Write out each line of the listing as it stands, without the images.

━━━━━ Provided data

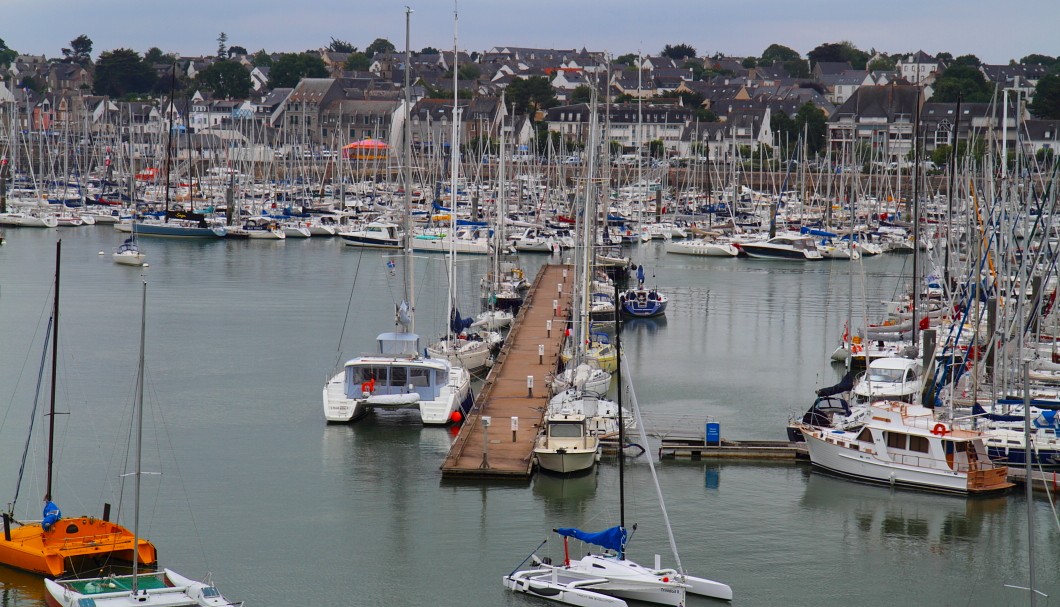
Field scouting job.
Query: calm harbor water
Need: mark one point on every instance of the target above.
(284, 510)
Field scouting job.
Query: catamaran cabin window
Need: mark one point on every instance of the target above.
(918, 444)
(419, 377)
(399, 376)
(361, 374)
(896, 441)
(565, 430)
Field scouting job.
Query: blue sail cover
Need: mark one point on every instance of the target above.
(613, 538)
(457, 323)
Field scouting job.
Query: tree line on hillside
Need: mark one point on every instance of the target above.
(124, 73)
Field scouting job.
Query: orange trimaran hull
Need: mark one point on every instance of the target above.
(49, 552)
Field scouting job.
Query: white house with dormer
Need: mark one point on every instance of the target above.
(918, 68)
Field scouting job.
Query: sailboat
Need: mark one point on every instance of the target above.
(459, 346)
(161, 589)
(56, 543)
(399, 376)
(608, 577)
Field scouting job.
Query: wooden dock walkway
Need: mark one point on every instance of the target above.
(499, 451)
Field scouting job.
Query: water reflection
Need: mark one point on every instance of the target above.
(565, 495)
(906, 517)
(18, 588)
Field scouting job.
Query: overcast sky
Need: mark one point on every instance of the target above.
(994, 31)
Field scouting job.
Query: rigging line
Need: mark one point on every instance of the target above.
(651, 465)
(33, 414)
(349, 304)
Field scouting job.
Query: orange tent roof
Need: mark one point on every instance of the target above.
(366, 144)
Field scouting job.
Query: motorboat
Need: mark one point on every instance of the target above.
(565, 444)
(375, 234)
(128, 253)
(904, 445)
(710, 247)
(159, 589)
(642, 302)
(790, 247)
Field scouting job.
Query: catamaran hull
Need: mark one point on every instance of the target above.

━━━━━━━━━━

Solved exercise:
Field scouting job.
Query: calm harbor water
Need: mark one point on every instance of the target above.
(284, 510)
Field scouting job.
Query: catamaran cabin window
Need: mark one point on every instance of the target above.
(918, 444)
(419, 377)
(399, 376)
(361, 374)
(896, 441)
(565, 430)
Field scouting job.
Query: blue sail cover
Need: mark one point on every instance of the target above.
(613, 538)
(457, 323)
Field scouting job.
Query: tree line on hillside
Need: mark one point on every instance of the target above.
(124, 73)
Field scouting job.
Query: orange trimaran hull
Need: mark one point on every instance of the target above.
(49, 552)
Field scouting job.
Query: white house with dormer
Need: mark one point on every instance of the target above.
(918, 68)
Field scouting job.
Query: sailboat
Need: mark one point on every instance of the target above.
(459, 346)
(161, 589)
(56, 543)
(399, 376)
(608, 577)
Field scouting job.
Query: wooden dock walkway
Need: mark one point on every instance of the target above.
(499, 451)
Field scouting job.
Query: water reflection
Need: mark one point on every instance of the target above.
(565, 495)
(906, 517)
(18, 588)
Field scouting job.
Query: overcast sky
Need: mark one point on every instance of the target above.
(994, 31)
Field scouting job.
Query: rigging line
Need: mark one point on every instance of the target above.
(651, 465)
(33, 414)
(349, 304)
Field scouting job.
Query: orange tent roof
Need: mark one point on every instance of the target above.
(366, 144)
Field scouting job.
Query: motorboat
Need: mark one point on every instance of the target above.
(565, 444)
(375, 234)
(128, 253)
(904, 445)
(710, 247)
(159, 589)
(642, 302)
(790, 247)
Field scouting job.
Query: catamaran hull
Need: mark one point on every instance of the target above.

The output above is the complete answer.